### TASK INPUTS ###
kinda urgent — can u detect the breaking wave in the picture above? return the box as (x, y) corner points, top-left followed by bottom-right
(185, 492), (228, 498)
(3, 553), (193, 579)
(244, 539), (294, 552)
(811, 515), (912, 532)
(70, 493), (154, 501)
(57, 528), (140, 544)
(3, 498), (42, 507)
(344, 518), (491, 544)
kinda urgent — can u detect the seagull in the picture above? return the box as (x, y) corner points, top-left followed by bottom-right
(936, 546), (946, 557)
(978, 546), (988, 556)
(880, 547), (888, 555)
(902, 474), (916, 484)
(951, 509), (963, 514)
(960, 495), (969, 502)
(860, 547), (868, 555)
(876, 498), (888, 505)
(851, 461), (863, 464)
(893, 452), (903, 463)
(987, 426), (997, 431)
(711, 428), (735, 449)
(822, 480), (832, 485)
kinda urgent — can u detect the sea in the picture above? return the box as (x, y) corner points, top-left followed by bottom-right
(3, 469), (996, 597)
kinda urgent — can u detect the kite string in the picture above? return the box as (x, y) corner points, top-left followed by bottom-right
###
Set all the data down again, exactly as it reads above.

kinda urgent — can u detect the breaking wave in the picture above? return the box as (x, y) corner points, top-left followed by bottom-right
(185, 492), (228, 498)
(3, 553), (193, 579)
(244, 539), (294, 552)
(811, 515), (912, 532)
(70, 493), (154, 501)
(57, 528), (140, 544)
(3, 498), (42, 507)
(344, 518), (491, 544)
kinda urgent — can u detect the seagull in the picture above? return the box as (x, y) corner points, top-left followed by bottom-right
(936, 546), (946, 557)
(978, 546), (988, 556)
(880, 547), (888, 555)
(902, 474), (916, 484)
(951, 509), (963, 514)
(960, 495), (969, 502)
(860, 547), (868, 555)
(876, 498), (888, 505)
(851, 461), (863, 464)
(893, 452), (903, 463)
(987, 426), (997, 431)
(711, 428), (735, 449)
(822, 480), (832, 485)
kinda urgent — can u detect the sea in the picture above? return the box as (x, y) corner points, top-left followed by bottom-right
(3, 469), (996, 597)
kinda urgent — can u detect the kite string in the picture above? return the box as (x, y) corner points, top-left followed by bottom-right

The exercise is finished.